> [Text to read]
It’s been a week since I’ve graduated from Hack Reactor, and I thought it’d be a fun exercise to revisit the most interesting project assigned. The project involved scaling the backend infrastructure of an ecommerce site to handle traffic of up to 1000 requests per second and return responses at less than 100ms on average. Before this project, most of the program’s focus had been on creating dynamic frontend components. However, aside from Google Lighthouse reports, there usually weren’t many metrics to back up the performance and quality of our work. This project was different—the metrics were all that mattered. In addition to that, there were a plethora of decision points that made each person’s project fairly unique, from database selection, to query creation, to deployment strategy and beyond. To get to those two magical numbers, there were a few steps that needed to be done:
So let’s get into it and explore the challenges and choices I made with each.
The decision of database largely came down to preference, if I’m being honest. Proctors highly recommended going the SQL route, but plenty of colleagues went the noSQL direction, too. Personally, I was working in MongoDB more frequently at that time, and wanted the additional challenge of creating custom SQL queries that would retrieve data efficiently, and so I decided on a SQL database: PostgreSQL.

> [Information supplied]
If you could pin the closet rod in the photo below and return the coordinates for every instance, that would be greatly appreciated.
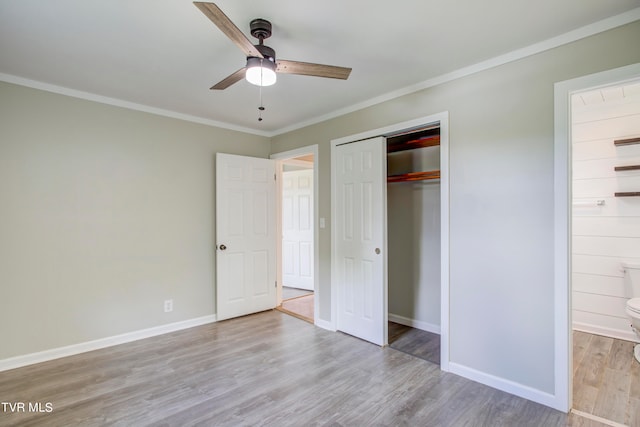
(629, 141)
(414, 176)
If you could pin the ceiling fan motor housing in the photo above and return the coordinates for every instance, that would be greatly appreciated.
(260, 29)
(267, 52)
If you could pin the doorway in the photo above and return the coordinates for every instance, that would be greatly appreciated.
(563, 196)
(413, 228)
(340, 156)
(605, 231)
(297, 233)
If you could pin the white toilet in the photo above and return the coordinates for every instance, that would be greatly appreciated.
(632, 288)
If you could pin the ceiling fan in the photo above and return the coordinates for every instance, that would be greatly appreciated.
(262, 64)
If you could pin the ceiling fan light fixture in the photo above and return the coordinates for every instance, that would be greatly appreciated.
(260, 72)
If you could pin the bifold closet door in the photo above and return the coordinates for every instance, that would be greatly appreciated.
(360, 239)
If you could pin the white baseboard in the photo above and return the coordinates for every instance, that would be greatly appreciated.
(70, 350)
(418, 324)
(508, 386)
(607, 332)
(325, 325)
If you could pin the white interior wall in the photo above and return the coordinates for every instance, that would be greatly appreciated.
(604, 236)
(413, 221)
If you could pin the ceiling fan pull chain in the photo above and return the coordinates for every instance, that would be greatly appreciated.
(260, 108)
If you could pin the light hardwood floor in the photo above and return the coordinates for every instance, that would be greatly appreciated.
(606, 378)
(265, 369)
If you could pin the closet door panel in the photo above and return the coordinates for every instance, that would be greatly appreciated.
(360, 246)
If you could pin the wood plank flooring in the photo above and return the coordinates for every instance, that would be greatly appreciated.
(416, 342)
(606, 378)
(300, 307)
(267, 369)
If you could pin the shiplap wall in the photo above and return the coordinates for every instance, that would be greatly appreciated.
(604, 236)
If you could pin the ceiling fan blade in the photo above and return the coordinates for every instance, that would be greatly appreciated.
(228, 81)
(221, 20)
(309, 69)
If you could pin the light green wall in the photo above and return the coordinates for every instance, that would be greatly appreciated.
(104, 213)
(501, 199)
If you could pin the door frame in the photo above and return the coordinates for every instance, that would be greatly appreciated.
(443, 119)
(563, 342)
(280, 157)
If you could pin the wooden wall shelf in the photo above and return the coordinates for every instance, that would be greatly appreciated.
(414, 176)
(629, 141)
(627, 168)
(628, 194)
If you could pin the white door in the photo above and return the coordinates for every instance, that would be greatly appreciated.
(359, 176)
(297, 229)
(245, 235)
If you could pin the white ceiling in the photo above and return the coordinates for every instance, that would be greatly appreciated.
(165, 54)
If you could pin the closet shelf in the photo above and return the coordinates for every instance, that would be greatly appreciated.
(414, 176)
(627, 168)
(630, 141)
(422, 142)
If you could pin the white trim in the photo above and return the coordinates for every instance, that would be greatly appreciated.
(418, 324)
(607, 332)
(61, 90)
(285, 155)
(515, 55)
(562, 220)
(443, 119)
(505, 385)
(577, 34)
(325, 325)
(70, 350)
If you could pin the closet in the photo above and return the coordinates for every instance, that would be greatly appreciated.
(413, 233)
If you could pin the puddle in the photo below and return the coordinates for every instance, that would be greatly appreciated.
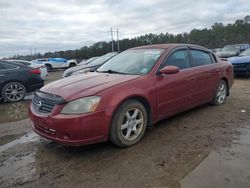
(8, 138)
(32, 137)
(19, 169)
(12, 112)
(227, 168)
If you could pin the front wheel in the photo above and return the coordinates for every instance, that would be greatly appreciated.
(221, 94)
(13, 92)
(129, 124)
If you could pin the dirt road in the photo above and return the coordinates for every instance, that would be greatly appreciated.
(204, 147)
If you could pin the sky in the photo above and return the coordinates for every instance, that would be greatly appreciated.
(53, 25)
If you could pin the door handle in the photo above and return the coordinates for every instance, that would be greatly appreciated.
(192, 79)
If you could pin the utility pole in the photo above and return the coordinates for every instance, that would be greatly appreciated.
(35, 53)
(112, 41)
(118, 46)
(30, 54)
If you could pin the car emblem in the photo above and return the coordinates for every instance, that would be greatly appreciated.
(39, 105)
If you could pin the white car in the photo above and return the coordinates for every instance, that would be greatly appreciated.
(42, 67)
(56, 63)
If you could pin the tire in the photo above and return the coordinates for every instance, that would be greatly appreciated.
(221, 94)
(128, 124)
(13, 91)
(49, 67)
(72, 65)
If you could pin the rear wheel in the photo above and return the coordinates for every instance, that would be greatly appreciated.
(49, 67)
(13, 91)
(221, 93)
(72, 65)
(129, 124)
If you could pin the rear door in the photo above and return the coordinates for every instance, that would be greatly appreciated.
(174, 90)
(205, 69)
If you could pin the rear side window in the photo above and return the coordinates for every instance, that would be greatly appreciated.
(1, 67)
(201, 58)
(179, 59)
(5, 66)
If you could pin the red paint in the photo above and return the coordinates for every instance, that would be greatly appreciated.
(167, 94)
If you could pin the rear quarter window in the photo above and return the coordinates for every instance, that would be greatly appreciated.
(201, 58)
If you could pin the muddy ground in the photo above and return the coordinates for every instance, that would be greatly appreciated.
(204, 147)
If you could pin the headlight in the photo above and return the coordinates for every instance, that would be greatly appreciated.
(80, 106)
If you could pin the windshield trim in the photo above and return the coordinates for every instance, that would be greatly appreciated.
(138, 49)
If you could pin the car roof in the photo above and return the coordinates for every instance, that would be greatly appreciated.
(168, 46)
(13, 63)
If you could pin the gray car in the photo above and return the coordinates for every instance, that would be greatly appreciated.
(92, 66)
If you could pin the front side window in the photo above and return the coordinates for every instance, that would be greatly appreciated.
(200, 57)
(179, 59)
(137, 61)
(6, 65)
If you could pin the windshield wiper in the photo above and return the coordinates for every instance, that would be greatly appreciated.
(112, 72)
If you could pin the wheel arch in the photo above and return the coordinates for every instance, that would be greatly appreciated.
(144, 102)
(226, 80)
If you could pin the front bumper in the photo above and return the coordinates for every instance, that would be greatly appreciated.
(72, 130)
(242, 70)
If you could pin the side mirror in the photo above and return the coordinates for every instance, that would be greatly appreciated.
(169, 70)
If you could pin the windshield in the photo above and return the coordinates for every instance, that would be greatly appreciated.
(102, 59)
(245, 53)
(231, 48)
(139, 61)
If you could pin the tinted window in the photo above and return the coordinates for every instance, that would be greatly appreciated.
(200, 57)
(1, 67)
(179, 59)
(8, 66)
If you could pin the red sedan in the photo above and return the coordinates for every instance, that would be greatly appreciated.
(130, 92)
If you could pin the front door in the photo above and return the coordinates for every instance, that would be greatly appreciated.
(174, 90)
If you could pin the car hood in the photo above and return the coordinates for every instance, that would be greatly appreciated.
(237, 60)
(86, 84)
(77, 68)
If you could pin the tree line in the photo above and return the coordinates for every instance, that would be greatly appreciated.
(215, 37)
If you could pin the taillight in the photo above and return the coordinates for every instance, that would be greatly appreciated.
(36, 71)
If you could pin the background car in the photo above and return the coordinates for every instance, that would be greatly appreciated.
(85, 62)
(241, 63)
(129, 93)
(92, 66)
(42, 67)
(16, 80)
(232, 50)
(56, 63)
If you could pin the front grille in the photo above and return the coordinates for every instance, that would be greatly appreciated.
(45, 102)
(42, 105)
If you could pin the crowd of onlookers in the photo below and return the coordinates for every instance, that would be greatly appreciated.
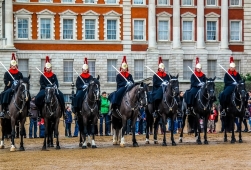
(104, 125)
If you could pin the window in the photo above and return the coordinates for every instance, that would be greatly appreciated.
(111, 29)
(111, 72)
(211, 2)
(235, 31)
(187, 2)
(67, 98)
(163, 30)
(138, 69)
(138, 2)
(211, 30)
(187, 31)
(186, 71)
(91, 65)
(22, 27)
(163, 2)
(235, 3)
(138, 30)
(67, 28)
(23, 67)
(68, 70)
(166, 64)
(211, 68)
(45, 28)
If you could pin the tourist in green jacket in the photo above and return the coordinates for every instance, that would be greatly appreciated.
(104, 109)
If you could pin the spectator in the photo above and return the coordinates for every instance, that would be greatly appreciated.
(68, 121)
(33, 119)
(211, 120)
(76, 126)
(105, 104)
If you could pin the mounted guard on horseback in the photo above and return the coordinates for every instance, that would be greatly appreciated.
(10, 84)
(197, 80)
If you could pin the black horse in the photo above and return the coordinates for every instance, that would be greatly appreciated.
(88, 117)
(236, 108)
(168, 107)
(17, 111)
(134, 97)
(201, 110)
(51, 112)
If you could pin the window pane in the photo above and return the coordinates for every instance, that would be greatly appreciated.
(235, 31)
(68, 70)
(211, 68)
(186, 71)
(111, 72)
(45, 30)
(22, 27)
(89, 29)
(163, 30)
(111, 29)
(23, 67)
(138, 30)
(91, 65)
(187, 30)
(138, 69)
(211, 30)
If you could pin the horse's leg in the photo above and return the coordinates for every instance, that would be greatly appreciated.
(22, 134)
(182, 126)
(56, 134)
(13, 123)
(205, 129)
(240, 138)
(233, 140)
(164, 122)
(124, 123)
(155, 130)
(172, 129)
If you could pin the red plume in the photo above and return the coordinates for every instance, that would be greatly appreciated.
(13, 57)
(85, 61)
(231, 59)
(197, 60)
(160, 60)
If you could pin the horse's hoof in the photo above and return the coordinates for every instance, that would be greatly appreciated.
(135, 144)
(21, 149)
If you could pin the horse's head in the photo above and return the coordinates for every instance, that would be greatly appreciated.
(174, 84)
(94, 88)
(142, 94)
(210, 87)
(50, 94)
(22, 88)
(241, 89)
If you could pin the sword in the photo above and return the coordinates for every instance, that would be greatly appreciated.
(194, 74)
(79, 76)
(44, 75)
(155, 73)
(120, 73)
(227, 72)
(7, 70)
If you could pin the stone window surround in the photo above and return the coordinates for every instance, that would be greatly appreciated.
(22, 13)
(68, 14)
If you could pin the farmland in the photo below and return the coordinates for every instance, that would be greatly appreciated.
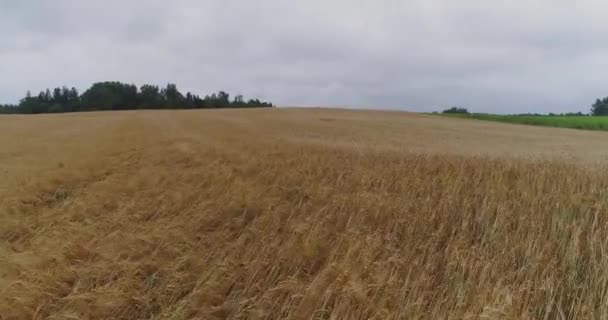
(559, 121)
(299, 214)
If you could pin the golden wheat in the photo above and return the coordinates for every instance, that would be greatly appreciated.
(299, 214)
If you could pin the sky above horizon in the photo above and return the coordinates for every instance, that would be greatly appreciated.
(419, 55)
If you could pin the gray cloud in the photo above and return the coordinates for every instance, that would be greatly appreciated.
(521, 56)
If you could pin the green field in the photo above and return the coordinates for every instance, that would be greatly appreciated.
(574, 122)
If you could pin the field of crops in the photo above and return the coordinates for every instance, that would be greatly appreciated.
(574, 122)
(299, 214)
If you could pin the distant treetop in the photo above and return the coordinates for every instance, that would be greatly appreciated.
(121, 96)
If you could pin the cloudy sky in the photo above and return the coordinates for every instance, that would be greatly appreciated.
(422, 55)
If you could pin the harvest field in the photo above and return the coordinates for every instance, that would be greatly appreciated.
(574, 122)
(299, 214)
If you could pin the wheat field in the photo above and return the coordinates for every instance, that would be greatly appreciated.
(299, 214)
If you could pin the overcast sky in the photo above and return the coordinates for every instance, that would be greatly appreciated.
(422, 55)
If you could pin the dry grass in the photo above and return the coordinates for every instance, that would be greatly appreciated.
(299, 214)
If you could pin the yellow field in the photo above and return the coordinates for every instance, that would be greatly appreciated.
(299, 214)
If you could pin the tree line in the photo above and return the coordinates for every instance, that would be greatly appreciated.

> [Exercise tasks]
• a. In the post about scaling an ecommerce backend, which database did the writer pick?
• b. Carry the post about scaling an ecommerce backend forward from its final sentence.
The listing is separate material and has no connection to the post about scaling an ecommerce backend.

> [Answers to the tasks]
• a. PostgreSQL.

• b.
With that decision out of the way, I needed to build a schema. Because of the variety of data being retrieved (there were 4 tables total by the end, one of which being a join table), schema creation posed a challenge and I frequently had to revisit and modify the schema up until deployment. To give one simple example of something that required me to revisit the schema, I hadn’t considered query speed initially and realized later that some additional indexing would really speed things up, so I went back to include those indexes.
Aside from that, though, challenges to database selection were minimal and hardly the most interesting part of the project, so let’s move onto the next piece.
Fortunately, as part of the project, data had already been extracted into a few gigabytes of CSV files for us, and so all we needed to do was transform and load the data into our database. There were two primary ways to go about this process: transform and load the data, or load and transform the data.
Transforming and loading the data would have required creating a javascript function or functions that would process the CSV data into a ready-to-load format that I could then copy into the tables. If the data wasn’t already nearly what I needed it to be, I would have gone this route. However, because transformations were minimal, I decided it would be better to load and transform instead.
In this route, I would load the data into temporary tables that matched the data types copied from the CSV files. Then I would transfer the data from temporary tables into the real tables, transforming what data needed transforming in the process—primarily dates, in this case.
Below, I show an example of the process for one table:
CREATE TEMP TABLE characteristics_temp (
id SERIAL PRIMARY KEY,
product_id INTEGER,
name TEXT
);
\copy characteristics_temp FROM './data/characteristics.csv' CSV HEADER;
CREATE TABLE characteristics (
characteristic_id SERIAL PRIMARY KEY,
name VARCHAR(20) NOT NULL,
product_id INTEGER NOT NULL
);
CREATE INDEX char_product_id_idx ON characteristics(product_id);
INSERT INTO characteristics select id, name, product_id from characteristics_temp;
That’s really all there was to it here—although there were some challenges during deployment I’ll get into later.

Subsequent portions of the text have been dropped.